## About this task
Count the lines below that contain the word "nose" and give only the number.

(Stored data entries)
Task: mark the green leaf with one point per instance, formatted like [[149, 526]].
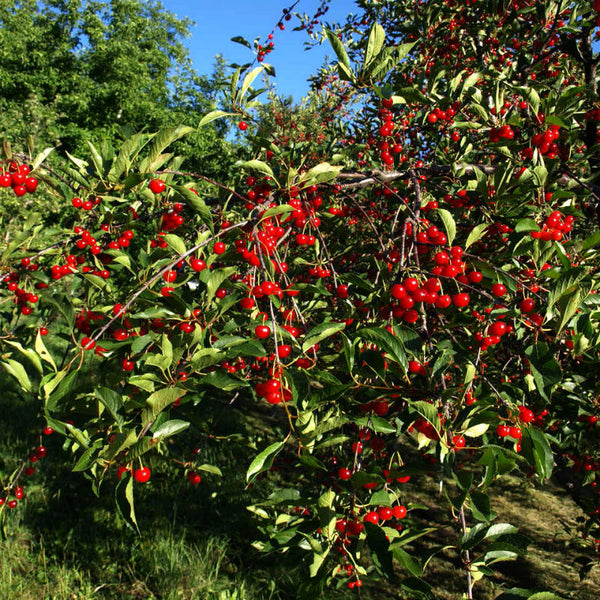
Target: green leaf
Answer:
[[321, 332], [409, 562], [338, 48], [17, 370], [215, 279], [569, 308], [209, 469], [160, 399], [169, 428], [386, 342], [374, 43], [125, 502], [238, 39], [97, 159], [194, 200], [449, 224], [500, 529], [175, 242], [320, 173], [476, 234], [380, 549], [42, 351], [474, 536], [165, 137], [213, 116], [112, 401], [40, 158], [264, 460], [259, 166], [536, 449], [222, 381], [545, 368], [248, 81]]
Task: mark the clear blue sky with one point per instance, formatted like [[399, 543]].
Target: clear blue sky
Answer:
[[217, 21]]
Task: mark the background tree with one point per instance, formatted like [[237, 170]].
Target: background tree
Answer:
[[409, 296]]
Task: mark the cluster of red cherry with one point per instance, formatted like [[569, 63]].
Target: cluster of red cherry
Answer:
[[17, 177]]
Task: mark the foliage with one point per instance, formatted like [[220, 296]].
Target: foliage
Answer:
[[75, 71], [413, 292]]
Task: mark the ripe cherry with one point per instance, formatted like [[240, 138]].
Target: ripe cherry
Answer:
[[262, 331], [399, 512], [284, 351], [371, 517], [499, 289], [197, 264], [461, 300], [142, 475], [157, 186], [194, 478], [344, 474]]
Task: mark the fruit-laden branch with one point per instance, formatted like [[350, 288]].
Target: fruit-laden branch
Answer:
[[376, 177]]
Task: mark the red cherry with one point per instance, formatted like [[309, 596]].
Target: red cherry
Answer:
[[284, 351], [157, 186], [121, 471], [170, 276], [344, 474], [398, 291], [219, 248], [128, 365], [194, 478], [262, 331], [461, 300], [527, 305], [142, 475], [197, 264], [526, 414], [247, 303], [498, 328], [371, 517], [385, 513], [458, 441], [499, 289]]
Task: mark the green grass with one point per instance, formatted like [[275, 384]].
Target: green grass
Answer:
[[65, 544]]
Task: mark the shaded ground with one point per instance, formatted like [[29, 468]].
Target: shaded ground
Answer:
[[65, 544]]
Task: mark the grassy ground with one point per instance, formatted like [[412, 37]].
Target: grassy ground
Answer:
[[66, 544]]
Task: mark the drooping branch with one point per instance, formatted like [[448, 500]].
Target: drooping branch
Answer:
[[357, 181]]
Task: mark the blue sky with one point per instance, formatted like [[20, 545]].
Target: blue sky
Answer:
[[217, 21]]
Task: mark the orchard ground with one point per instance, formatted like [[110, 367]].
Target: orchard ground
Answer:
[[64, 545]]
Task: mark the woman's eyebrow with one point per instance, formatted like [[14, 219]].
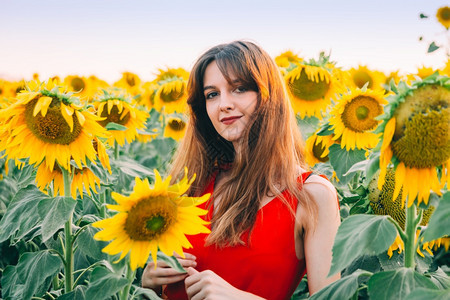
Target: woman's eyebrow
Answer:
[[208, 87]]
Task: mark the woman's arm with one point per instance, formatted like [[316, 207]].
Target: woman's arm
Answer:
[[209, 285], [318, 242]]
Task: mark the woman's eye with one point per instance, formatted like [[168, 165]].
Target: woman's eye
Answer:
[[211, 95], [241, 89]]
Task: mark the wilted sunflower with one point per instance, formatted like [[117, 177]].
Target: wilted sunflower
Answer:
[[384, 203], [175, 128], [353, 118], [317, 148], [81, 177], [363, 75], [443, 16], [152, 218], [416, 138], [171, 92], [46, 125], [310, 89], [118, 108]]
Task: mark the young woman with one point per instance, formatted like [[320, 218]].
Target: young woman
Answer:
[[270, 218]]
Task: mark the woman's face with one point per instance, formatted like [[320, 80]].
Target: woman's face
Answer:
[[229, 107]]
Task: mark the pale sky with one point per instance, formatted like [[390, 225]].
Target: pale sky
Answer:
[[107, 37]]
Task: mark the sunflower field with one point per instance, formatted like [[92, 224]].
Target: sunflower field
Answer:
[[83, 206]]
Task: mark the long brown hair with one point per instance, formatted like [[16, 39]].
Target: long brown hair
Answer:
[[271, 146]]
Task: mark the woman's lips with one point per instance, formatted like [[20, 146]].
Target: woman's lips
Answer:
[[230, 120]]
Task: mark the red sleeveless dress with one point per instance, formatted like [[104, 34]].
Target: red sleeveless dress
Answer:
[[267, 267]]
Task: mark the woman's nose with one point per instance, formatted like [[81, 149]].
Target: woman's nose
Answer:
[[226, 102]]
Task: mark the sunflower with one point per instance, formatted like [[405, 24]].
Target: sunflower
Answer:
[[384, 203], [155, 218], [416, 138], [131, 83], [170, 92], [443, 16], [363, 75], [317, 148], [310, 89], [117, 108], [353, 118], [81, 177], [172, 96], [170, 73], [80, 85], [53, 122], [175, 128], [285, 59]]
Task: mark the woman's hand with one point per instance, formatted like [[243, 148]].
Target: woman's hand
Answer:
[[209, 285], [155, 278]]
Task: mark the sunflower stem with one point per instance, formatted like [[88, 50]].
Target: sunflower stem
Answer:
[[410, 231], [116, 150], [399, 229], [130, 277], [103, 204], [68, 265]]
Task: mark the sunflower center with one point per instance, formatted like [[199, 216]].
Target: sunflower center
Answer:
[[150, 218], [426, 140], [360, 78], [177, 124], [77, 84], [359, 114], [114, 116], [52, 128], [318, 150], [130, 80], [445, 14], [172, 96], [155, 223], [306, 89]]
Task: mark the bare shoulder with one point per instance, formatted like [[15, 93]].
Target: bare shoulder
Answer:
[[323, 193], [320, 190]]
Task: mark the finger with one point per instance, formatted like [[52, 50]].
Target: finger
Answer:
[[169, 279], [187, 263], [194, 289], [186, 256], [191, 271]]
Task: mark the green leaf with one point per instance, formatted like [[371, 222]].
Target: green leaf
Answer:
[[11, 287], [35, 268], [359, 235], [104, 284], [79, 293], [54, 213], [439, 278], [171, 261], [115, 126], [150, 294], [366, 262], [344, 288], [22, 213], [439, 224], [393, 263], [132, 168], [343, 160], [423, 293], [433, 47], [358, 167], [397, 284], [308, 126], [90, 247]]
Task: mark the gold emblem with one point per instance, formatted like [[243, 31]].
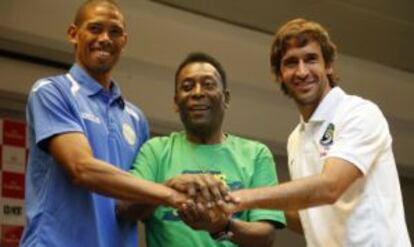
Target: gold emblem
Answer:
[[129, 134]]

...

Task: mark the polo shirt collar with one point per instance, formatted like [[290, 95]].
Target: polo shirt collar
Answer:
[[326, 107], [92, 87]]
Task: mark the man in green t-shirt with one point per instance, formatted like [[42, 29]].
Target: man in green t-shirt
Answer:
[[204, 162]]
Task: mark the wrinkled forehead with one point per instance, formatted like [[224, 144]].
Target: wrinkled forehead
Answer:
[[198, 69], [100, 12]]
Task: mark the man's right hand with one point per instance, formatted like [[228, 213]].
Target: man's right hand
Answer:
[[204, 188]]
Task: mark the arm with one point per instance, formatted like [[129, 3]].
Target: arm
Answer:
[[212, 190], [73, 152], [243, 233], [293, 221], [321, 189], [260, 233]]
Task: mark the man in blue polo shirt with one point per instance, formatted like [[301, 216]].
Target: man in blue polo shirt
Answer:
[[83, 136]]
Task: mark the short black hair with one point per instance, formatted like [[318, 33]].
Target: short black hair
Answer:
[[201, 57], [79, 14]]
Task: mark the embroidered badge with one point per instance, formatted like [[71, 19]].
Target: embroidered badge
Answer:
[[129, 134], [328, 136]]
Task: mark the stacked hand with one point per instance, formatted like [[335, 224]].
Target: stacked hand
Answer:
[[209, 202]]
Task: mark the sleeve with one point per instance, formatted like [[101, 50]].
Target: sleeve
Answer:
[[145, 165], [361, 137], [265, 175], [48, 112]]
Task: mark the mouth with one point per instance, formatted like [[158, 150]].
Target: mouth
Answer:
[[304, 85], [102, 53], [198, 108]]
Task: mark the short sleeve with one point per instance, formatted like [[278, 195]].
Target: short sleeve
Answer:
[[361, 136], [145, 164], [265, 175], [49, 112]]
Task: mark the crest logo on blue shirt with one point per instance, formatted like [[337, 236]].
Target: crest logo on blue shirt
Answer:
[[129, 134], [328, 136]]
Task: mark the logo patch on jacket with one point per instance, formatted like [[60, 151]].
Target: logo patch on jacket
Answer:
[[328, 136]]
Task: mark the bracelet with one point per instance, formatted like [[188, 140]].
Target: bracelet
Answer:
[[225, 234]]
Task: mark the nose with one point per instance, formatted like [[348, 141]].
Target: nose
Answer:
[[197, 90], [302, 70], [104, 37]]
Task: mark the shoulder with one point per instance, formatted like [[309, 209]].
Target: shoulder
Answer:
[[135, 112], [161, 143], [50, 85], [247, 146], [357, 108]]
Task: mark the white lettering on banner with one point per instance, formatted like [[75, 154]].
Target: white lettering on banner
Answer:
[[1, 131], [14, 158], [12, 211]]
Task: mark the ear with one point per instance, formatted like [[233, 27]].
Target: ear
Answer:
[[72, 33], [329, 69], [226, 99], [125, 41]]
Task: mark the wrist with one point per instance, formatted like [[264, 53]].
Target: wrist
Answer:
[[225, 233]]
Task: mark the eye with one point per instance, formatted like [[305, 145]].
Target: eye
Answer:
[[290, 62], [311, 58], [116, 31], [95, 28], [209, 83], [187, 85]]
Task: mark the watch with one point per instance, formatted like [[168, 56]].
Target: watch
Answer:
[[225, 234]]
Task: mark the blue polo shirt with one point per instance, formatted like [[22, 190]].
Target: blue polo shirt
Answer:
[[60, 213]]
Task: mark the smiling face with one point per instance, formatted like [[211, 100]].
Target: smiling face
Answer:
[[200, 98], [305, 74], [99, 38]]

## Exercise result
4